— start of Data to process —
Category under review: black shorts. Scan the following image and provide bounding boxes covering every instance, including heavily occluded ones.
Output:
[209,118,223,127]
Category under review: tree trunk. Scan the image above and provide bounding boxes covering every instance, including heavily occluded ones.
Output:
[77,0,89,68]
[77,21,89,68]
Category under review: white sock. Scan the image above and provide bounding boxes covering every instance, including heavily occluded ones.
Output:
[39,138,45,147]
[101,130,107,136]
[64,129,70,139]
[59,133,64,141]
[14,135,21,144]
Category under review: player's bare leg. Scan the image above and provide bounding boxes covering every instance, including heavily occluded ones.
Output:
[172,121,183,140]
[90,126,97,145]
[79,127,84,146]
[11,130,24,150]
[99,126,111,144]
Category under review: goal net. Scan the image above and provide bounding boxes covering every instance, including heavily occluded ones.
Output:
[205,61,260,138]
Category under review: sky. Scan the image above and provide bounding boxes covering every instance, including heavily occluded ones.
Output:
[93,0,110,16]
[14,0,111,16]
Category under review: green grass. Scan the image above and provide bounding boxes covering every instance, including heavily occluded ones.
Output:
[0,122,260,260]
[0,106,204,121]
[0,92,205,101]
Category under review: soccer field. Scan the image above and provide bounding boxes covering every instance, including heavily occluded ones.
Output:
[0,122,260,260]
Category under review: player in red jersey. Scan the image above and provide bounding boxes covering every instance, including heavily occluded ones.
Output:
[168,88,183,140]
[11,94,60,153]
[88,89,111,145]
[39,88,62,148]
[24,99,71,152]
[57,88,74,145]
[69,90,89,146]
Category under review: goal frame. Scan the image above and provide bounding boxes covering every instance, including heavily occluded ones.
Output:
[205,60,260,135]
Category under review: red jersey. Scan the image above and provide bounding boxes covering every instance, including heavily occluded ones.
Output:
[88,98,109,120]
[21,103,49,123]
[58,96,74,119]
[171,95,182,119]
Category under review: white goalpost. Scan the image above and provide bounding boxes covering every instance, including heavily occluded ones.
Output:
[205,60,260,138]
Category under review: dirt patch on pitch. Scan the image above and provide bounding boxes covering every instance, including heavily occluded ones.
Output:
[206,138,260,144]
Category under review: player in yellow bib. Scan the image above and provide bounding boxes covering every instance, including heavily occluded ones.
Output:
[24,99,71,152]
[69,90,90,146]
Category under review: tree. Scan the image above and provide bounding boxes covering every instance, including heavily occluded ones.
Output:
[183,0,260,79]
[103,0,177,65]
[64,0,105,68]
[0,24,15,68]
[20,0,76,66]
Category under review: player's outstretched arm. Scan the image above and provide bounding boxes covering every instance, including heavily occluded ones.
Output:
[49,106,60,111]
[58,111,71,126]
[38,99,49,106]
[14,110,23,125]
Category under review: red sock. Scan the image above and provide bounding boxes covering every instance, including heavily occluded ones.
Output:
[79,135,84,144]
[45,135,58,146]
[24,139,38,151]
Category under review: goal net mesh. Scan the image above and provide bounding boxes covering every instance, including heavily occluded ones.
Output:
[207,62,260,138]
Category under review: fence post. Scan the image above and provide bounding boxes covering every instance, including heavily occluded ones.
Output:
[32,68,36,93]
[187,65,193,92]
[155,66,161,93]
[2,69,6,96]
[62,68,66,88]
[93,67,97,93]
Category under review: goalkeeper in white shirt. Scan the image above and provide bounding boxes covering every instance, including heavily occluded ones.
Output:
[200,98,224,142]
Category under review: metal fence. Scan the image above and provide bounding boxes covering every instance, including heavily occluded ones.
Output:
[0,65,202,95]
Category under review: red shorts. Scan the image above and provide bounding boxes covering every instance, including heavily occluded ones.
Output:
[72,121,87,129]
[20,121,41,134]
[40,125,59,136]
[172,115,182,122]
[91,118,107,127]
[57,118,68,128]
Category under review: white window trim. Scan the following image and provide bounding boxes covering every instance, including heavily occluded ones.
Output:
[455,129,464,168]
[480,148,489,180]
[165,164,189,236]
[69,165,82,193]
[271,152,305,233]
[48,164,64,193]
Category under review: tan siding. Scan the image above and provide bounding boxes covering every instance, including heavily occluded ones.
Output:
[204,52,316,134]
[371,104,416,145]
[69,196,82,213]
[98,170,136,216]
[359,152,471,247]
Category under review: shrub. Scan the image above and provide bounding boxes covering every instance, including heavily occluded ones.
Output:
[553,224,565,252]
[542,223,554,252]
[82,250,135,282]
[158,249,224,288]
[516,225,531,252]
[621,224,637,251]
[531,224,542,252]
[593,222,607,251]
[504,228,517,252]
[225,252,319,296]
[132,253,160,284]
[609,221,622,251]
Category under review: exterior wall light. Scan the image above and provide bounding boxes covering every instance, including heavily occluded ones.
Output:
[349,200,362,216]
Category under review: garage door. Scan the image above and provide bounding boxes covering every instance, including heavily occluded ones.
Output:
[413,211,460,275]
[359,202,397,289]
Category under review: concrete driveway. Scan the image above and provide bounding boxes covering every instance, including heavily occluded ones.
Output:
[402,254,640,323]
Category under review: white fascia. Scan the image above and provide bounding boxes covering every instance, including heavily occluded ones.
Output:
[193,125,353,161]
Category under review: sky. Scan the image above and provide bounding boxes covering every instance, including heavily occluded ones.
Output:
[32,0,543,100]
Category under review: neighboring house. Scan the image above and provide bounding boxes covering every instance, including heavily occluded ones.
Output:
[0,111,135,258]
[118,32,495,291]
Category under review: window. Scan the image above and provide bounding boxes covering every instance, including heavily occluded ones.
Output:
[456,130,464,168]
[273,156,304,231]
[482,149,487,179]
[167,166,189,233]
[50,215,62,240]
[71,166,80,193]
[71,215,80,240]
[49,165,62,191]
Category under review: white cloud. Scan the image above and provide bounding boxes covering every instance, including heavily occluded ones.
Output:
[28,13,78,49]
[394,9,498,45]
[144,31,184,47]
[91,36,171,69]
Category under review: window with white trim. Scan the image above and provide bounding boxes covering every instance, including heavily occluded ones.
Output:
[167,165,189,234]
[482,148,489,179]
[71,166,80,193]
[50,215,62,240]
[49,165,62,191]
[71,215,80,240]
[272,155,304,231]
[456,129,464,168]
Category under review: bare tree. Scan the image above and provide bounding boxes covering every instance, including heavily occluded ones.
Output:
— end of Data to process —
Please update the entries above by replacing "Category under review" with "Object category" and leaving everything else unchanged.

Answer in full >>
Object category: black shorts. Scan the following image and provide bounding boxes covering every instance, including heavily occluded ones.
Output:
[209,118,223,127]
Object category: tree trunk. Scan the image above and provide bounding boxes covering every instance, including heavily occluded ones.
Output:
[77,0,89,68]
[77,21,89,68]
Object category: white sock. Scan the image above and provide bounding boxes covering every instance, including heavily occluded ones.
Output:
[39,138,45,147]
[101,130,107,136]
[64,129,70,139]
[59,133,64,141]
[14,135,21,144]
Object category: player's bare leg. Scan the image above and provide bounding boxes covering every instance, including heavily occluded ones.
Output:
[172,121,183,140]
[90,126,97,145]
[79,127,84,146]
[11,130,24,150]
[99,126,111,144]
Object category: goal net. Scan the image above and provide bounding boxes covering every instance, including heavily occluded ones.
Output:
[205,61,260,138]
Object category: sky. Scan the image above and provide bounding boxes covering every instance, including heavily occluded ones.
Output:
[93,0,110,16]
[14,0,111,16]
Object category: green grass. Scan the image above and provide bounding boxes covering every instance, including heavily occluded ones.
Output:
[0,122,260,260]
[0,106,204,121]
[0,92,205,101]
Object category: soccer field. Scan the image above and provide bounding boxes covering every instance, including heavily occluded ones.
Output:
[0,122,260,260]
Object category: player in red jersey. Scan the image above and provide bounding boxes covering every instance, including heavily occluded ones.
Output:
[168,88,183,140]
[11,94,60,153]
[88,89,111,145]
[39,88,62,148]
[24,99,71,152]
[57,88,74,145]
[69,90,89,146]
Object category: goal frame. Scan the image above and provide bounding boxes covering every instance, including heavily occluded ones.
Output:
[205,60,260,135]
Object category: red jersey. Scan the image above and provide bounding boxes covering every instance, including heavily occluded ones.
Output:
[88,98,109,120]
[21,103,49,123]
[58,96,74,119]
[171,95,182,119]
Object category: white goalpost. Scan the image above and provide bounding boxes covering every instance, including heavily occluded ones.
Output:
[205,60,260,138]
Object category: dirt patch on pitch. Scan the image above and provide bounding boxes covering every instance, including heavily occluded ones.
Output:
[206,138,260,144]
Object category: player in yellow bib. Scan the image above and provide bounding boxes covering every instance, including heavily occluded ones.
Output:
[24,99,71,152]
[69,90,90,146]
Object category: tree. Scan the image above and provide bounding boxes covering every instance, including heavily occluded ones.
Output:
[183,0,260,79]
[103,0,177,65]
[64,0,105,68]
[0,24,15,68]
[20,0,76,66]
Object category: player's outstretched arm. Scan the image above and provide bounding boxes covering every instance, including heavily occluded ones.
Output:
[49,106,60,111]
[58,111,71,126]
[38,99,49,106]
[14,110,23,125]
Object category: red sock. Scan the image above and provide bounding boxes covering every instance, including heavily occluded ones.
Output:
[79,135,84,144]
[45,135,58,146]
[24,139,38,151]
Object category: goal net mesh. Scan the image above and provide bounding boxes covering every instance, including heavily occluded ones.
Output:
[207,62,260,138]
Object category: fence post. Scan the image above and provide bounding boxes covering every instance, including heavily occluded ones.
Output:
[32,68,36,93]
[187,65,193,92]
[155,66,161,93]
[2,69,6,96]
[62,68,66,88]
[93,67,97,93]
Object category: goalkeeper in white shirt. Scan the image above and provide bounding boxes covering every instance, including heavily occluded ones.
Output:
[200,98,224,142]
Object category: metal fence. Scan the image above and provide bounding boxes covering every instance, including heavily occluded ones.
Output:
[0,65,202,95]
Object category: red shorts. Scan the image above and provide bounding boxes covering every instance, including heavily occluded ones.
Output:
[72,121,87,129]
[20,121,41,134]
[40,125,59,136]
[172,115,182,122]
[91,118,107,127]
[57,118,68,128]
Object category: white window trim. Scan the following image and provide bounding boxes covering every instance, including heavily occluded ones.
Output:
[455,129,464,168]
[480,148,489,180]
[165,164,189,236]
[69,165,82,193]
[271,152,305,233]
[48,164,64,193]
Object category: tan siding. Scan the image above and provide bounding boxes covering every instance, including heavily occluded ones.
Output:
[204,52,316,134]
[371,104,416,145]
[69,196,82,213]
[98,170,136,216]
[359,152,471,247]
Object category: shrub. Scan the image above and provide bounding boxes covering every instance, including heavily occluded ones.
Output:
[553,224,565,252]
[542,223,554,252]
[82,250,135,282]
[158,249,224,288]
[516,225,531,252]
[621,224,637,251]
[531,224,542,252]
[593,222,607,251]
[504,228,517,252]
[225,252,319,296]
[132,253,160,284]
[609,221,622,251]
Object category: exterior wall light. Scan the image above and provide bounding boxes covering every instance, including heavily occluded ones.
Output:
[349,200,362,216]
Object category: garage door. Scan the image above and provide bounding boxes covering every instance, including heavily occluded ones.
Output:
[413,211,460,275]
[359,202,397,289]
Object category: concrete driveway. Scan the image above and provide bounding boxes covering every instance, including heavily occluded ones.
Output:
[402,254,640,323]
Object category: white fascia. Scan the image above and provide bounding boxes covering every instance, including heavily occluded ones.
Output:
[193,125,353,161]
Object category: sky. Scan the image above and provide bounding boxes covering every instance, including heavily occluded ones.
Output:
[32,0,543,100]
Object category: neighboring house. Scan the image above and provide bounding boxes covering every instance, including heavily occluded ones.
Output:
[0,111,135,258]
[118,32,495,291]
Object category: window. Scan the image above and provide bounding boxes covering every instance, including heavily occluded ones.
Output:
[456,130,464,168]
[273,156,304,231]
[482,149,487,179]
[167,166,189,233]
[50,215,62,240]
[71,166,80,193]
[71,215,80,240]
[49,165,62,191]
Object category: white cloud. Scan the image above and provide bounding boxes covering every instance, including heavily occluded ones.
Output:
[28,13,78,49]
[394,9,498,45]
[144,31,184,47]
[91,36,171,69]
Object category: window with white trim. Scan the image above and provide bounding boxes covering every instance, including heavily occluded ones.
Output:
[167,165,189,234]
[482,148,489,179]
[71,166,80,193]
[50,215,62,240]
[49,165,62,191]
[71,215,80,240]
[272,155,304,231]
[456,129,464,168]
Object category: bare tree. Scan the image above and provide bounding boxes covering every instance, including heavily occluded ones.
Output:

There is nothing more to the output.